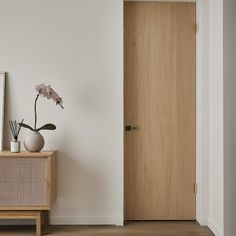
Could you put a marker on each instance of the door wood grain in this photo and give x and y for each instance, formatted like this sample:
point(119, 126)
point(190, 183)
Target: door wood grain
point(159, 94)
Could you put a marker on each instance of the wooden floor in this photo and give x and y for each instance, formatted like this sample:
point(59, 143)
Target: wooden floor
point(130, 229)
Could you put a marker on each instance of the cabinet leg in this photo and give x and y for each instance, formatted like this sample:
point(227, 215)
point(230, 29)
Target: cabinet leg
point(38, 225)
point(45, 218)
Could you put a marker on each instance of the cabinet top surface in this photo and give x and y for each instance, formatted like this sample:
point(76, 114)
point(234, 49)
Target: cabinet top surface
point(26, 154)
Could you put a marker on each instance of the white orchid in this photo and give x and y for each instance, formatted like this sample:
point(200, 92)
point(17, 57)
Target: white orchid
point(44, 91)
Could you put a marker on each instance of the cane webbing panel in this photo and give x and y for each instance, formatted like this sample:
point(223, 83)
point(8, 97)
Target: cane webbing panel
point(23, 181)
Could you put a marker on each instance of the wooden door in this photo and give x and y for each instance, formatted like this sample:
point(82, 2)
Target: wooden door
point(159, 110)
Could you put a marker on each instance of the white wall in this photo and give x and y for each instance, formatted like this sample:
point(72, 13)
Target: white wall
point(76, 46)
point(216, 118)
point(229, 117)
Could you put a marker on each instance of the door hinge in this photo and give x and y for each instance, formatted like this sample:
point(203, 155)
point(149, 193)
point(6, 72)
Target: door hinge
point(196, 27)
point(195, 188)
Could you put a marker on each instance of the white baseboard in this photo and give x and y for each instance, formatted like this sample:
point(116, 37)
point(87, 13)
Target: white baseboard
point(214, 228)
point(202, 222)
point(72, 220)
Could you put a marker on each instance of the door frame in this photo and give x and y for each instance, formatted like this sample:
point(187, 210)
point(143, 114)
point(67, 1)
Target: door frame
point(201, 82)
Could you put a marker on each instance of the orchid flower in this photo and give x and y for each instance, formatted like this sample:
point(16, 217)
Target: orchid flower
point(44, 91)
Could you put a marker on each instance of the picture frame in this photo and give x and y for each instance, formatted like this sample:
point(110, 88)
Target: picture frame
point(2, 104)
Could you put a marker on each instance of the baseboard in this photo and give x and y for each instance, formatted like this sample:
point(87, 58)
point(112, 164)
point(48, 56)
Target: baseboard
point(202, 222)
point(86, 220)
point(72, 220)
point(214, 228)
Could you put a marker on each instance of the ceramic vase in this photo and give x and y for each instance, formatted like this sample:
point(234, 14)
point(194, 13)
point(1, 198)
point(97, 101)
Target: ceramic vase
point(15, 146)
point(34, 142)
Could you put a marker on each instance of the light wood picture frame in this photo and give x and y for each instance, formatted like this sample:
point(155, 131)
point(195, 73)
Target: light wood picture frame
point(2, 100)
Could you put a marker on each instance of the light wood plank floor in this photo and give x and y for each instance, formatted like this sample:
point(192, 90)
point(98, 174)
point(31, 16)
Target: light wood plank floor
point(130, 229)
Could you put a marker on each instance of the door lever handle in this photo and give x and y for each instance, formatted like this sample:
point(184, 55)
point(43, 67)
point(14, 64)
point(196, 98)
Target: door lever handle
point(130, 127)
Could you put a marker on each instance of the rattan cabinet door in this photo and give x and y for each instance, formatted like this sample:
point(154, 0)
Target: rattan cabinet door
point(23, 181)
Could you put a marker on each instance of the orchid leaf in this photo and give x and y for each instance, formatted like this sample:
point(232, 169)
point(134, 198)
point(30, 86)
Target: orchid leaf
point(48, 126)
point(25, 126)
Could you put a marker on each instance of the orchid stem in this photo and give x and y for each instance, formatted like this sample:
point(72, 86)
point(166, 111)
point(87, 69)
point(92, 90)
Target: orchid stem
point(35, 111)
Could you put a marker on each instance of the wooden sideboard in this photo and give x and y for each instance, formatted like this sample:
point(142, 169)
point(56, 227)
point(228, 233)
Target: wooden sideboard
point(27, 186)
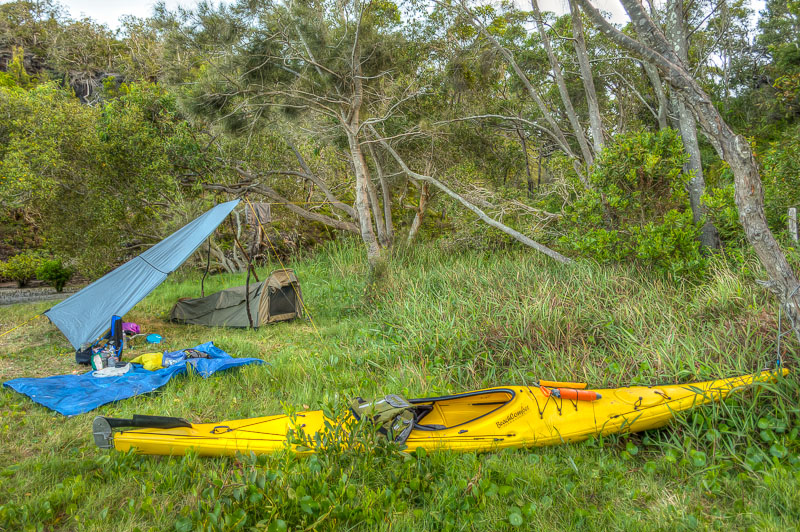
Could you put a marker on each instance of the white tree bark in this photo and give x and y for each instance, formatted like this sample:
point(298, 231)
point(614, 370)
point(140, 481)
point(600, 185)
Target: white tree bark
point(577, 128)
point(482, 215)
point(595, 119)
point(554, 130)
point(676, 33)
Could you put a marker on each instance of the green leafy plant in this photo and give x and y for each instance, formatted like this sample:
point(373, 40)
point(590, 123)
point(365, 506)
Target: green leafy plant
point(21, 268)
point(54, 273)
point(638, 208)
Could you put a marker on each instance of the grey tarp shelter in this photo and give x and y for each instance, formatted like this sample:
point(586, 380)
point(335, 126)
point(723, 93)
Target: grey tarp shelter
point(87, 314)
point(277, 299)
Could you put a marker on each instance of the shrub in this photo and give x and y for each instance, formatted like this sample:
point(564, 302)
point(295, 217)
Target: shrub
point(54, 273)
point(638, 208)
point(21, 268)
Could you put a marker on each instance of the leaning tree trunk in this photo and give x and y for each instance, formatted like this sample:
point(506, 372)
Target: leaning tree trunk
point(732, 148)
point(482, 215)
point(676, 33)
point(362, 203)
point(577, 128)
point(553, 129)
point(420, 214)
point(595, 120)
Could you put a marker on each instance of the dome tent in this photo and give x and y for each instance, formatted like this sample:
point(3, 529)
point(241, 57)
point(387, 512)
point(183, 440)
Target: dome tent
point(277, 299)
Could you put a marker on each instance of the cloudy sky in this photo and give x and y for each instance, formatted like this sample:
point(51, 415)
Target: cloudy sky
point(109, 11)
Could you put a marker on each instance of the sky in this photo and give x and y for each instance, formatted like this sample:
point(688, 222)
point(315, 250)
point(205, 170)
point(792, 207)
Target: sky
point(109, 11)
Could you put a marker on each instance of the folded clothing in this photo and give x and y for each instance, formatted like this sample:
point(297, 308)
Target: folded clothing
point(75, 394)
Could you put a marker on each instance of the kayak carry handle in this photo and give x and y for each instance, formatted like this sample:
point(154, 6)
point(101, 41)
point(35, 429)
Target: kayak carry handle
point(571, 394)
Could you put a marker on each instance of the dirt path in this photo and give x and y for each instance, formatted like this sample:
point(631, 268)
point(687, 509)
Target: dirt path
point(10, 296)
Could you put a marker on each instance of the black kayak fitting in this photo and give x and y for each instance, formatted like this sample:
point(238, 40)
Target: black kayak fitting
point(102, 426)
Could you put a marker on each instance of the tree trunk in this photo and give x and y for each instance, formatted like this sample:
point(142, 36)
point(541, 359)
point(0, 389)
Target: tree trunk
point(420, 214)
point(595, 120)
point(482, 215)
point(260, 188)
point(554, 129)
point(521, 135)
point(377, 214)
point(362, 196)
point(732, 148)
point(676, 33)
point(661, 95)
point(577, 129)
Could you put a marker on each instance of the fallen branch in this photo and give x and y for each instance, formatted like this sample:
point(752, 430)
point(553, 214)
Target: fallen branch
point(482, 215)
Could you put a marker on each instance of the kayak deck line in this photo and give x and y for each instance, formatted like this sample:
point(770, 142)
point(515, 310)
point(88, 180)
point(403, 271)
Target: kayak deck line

━━━━━━━━━━━━━━━━

**Challenge:**
Retype every item above word for word, but leave out the pictures.

**Answer to the exercise:**
Could you put a marker on each instance of the door wood grain in this photo and give x and y for each instance, formatted like this sample:
point(119, 126)
point(190, 183)
Target: door wood grain
point(159, 94)
Could you put a marker on each instance of the wooden floor in this photo and give x and y for each instance, formatted like this sample:
point(59, 143)
Target: wooden floor
point(130, 229)
Could you put a marker on each instance of the cabinet leg in this photo and give x and y for each instance, formatted like this sample:
point(227, 215)
point(230, 29)
Target: cabinet leg
point(38, 225)
point(45, 218)
Could you put a marker on each instance of the cabinet top surface in this photo and give x and y for each instance, formatted like this sample:
point(76, 114)
point(234, 49)
Target: cabinet top surface
point(26, 154)
Could you put a marker on each instance of the white orchid in this photo and give x and y for each instance, formatted like this sample:
point(200, 92)
point(17, 57)
Target: white orchid
point(44, 91)
Could you put a marker on each instance of the cane webbing panel in this photo and give x and y for each instance, formatted like this sample:
point(223, 83)
point(8, 97)
Target: cane webbing panel
point(23, 181)
Could you put a marker on each instance of the wooden door in this photo and give x and y for each instance, formatted like this sample:
point(82, 2)
Target: wooden door
point(159, 110)
Could you put a marker on each instance of the white wall in this photo and give x and y for each instance, formatted like this sample:
point(72, 13)
Target: white wall
point(76, 46)
point(216, 118)
point(229, 117)
Could you put a marker on each instance of the door hinge in this photo and give x and y for each instance, formatted like this sample:
point(203, 155)
point(149, 193)
point(6, 72)
Target: door hinge
point(196, 27)
point(195, 188)
Could you put a marker on each instance of the white baseboard in this photo and give x and y for each instance, formatted like this sample:
point(116, 37)
point(87, 13)
Target: white baseboard
point(214, 228)
point(202, 222)
point(72, 220)
Could you put a marker on each instance of the door frame in this photo and give x and y for each instance, formatted like this sample:
point(187, 210)
point(143, 114)
point(67, 1)
Target: door frame
point(201, 82)
Could you put a marker on each instance of the orchid flower in this photo and give x and y for each instance, formatted like this sample:
point(16, 217)
Target: orchid flower
point(44, 91)
Could you put a marker on each instance of the picture frame in this photo and give x and y for each instance, formatted like this sample:
point(110, 88)
Target: picture frame
point(2, 104)
Could you put a marker on each instance of the baseboard in this photo and give x and y for each instance, formatted like this sample:
point(87, 58)
point(112, 164)
point(48, 56)
Target: baseboard
point(202, 222)
point(86, 220)
point(72, 220)
point(214, 228)
Could you put a marker on each instance of the ceramic vase in this photo and give x and y for each instance, formatted like this sample:
point(234, 14)
point(194, 13)
point(1, 198)
point(97, 101)
Target: ceramic vase
point(15, 146)
point(34, 142)
Could you put a marker on each instance of the light wood picture frame in this photo and give x and y for each instance, formatted like this sample:
point(155, 131)
point(195, 73)
Target: light wood picture frame
point(2, 100)
Could you put a marker on each instance of the light wood plank floor in this photo and give x and y for each instance, formatted like this sample:
point(192, 90)
point(98, 174)
point(31, 16)
Target: light wood plank floor
point(130, 229)
Could you put a marker on each instance of the door lever handle in this photo and give x and y for each instance, formatted like this sample:
point(184, 55)
point(43, 67)
point(14, 64)
point(196, 98)
Target: door lever handle
point(130, 127)
Could you put a marker on each instance of the rattan cabinet door in this photo and give x and y for each instance, formatted like this sample:
point(154, 0)
Target: rattan cabinet door
point(23, 181)
Could you put a marker on each instance of the orchid leaf in this photo and give x and y for each instance, formatted like this sample:
point(232, 169)
point(134, 198)
point(30, 86)
Target: orchid leaf
point(48, 126)
point(25, 126)
Could you put a marker on each instance of the orchid stem in this photo and give x and y for each instance, formatted like this sample:
point(72, 86)
point(166, 111)
point(87, 69)
point(92, 90)
Target: orchid stem
point(35, 111)
Could you put a marker on each instance of the wooden sideboard in this photo and give x and y for each instance, formatted like this sample:
point(142, 169)
point(56, 227)
point(228, 233)
Target: wooden sideboard
point(27, 186)
Could you put a marker on each instance of the white tree bark in this photo and give x and y for each instance, formatted like this sample:
point(298, 231)
point(614, 370)
point(140, 481)
point(600, 185)
Target: white tree bark
point(577, 128)
point(482, 215)
point(595, 119)
point(554, 130)
point(676, 33)
Could you put a marker on each instance of the green leafy plant in this photo and give x and y for each instance, formatted like this sample:
point(373, 40)
point(590, 123)
point(365, 506)
Target: green leafy plant
point(21, 268)
point(54, 273)
point(638, 208)
Could you put a marker on each instance of the grey tarp shelter in this photo and give x and y for each instance, formatted like this sample:
point(586, 380)
point(335, 126)
point(723, 93)
Target: grey tarp shelter
point(87, 314)
point(277, 299)
Could you put a marker on each instance of the shrub in this photo and give x and y for each instance, formatted like this sample:
point(564, 302)
point(295, 217)
Target: shrub
point(54, 273)
point(638, 208)
point(21, 268)
Could you put a marker on each instance of the leaning tree trunk in this photo and give x and y for each instance, formatted like this sample:
point(506, 372)
Target: leaning tree trunk
point(732, 148)
point(482, 215)
point(676, 33)
point(362, 203)
point(577, 128)
point(553, 129)
point(420, 214)
point(595, 120)
Could you put a marker on each instance of the dome tent in this photo and give x and y for each instance, formatted like this sample:
point(3, 529)
point(241, 57)
point(387, 512)
point(183, 440)
Target: dome tent
point(277, 299)
Could you put a marker on each instance of the cloudy sky in this photo and give x and y for each instance, formatted like this sample:
point(51, 415)
Target: cloudy sky
point(109, 11)
Could you put a marker on each instance of the sky in this photo and give x and y for each instance, formatted like this sample:
point(688, 222)
point(315, 250)
point(205, 170)
point(792, 207)
Target: sky
point(109, 11)
Could you put a marker on each instance of the folded clothing in this photo and give x and y for each instance, formatted like this sample:
point(297, 308)
Target: folded clothing
point(75, 394)
Could you put a marker on each instance of the kayak carry handle in this photo and give x and y for each instance, formatted like this sample:
point(154, 6)
point(101, 41)
point(35, 429)
Target: kayak carry handle
point(571, 394)
Could you put a marker on each instance of the dirt path in this photo and give x and y for each instance, formatted like this sample:
point(631, 268)
point(687, 509)
Target: dirt path
point(10, 296)
Could you put a marker on each instance of the black kayak fitting in this photo and give x and y for each instance, formatted like this sample:
point(238, 40)
Target: black kayak fitting
point(102, 426)
Could you put a marker on each instance of the tree trunk in this photo and give x and y for each instance, formatted like this sample:
point(142, 36)
point(541, 359)
point(0, 389)
Target: tree trunk
point(420, 214)
point(595, 120)
point(482, 215)
point(260, 188)
point(554, 129)
point(521, 135)
point(377, 214)
point(362, 196)
point(732, 148)
point(676, 33)
point(661, 95)
point(577, 129)
Could you put a marker on each instance of the fallen branch in this photo and give x and y for each instance, formatted like this sample:
point(752, 430)
point(553, 214)
Target: fallen branch
point(482, 215)
Could you put a marker on each instance of the kayak deck line in this photo and give x and y for each instance, formatted like this sample:
point(770, 142)
point(515, 310)
point(88, 180)
point(403, 271)
Target: kayak deck line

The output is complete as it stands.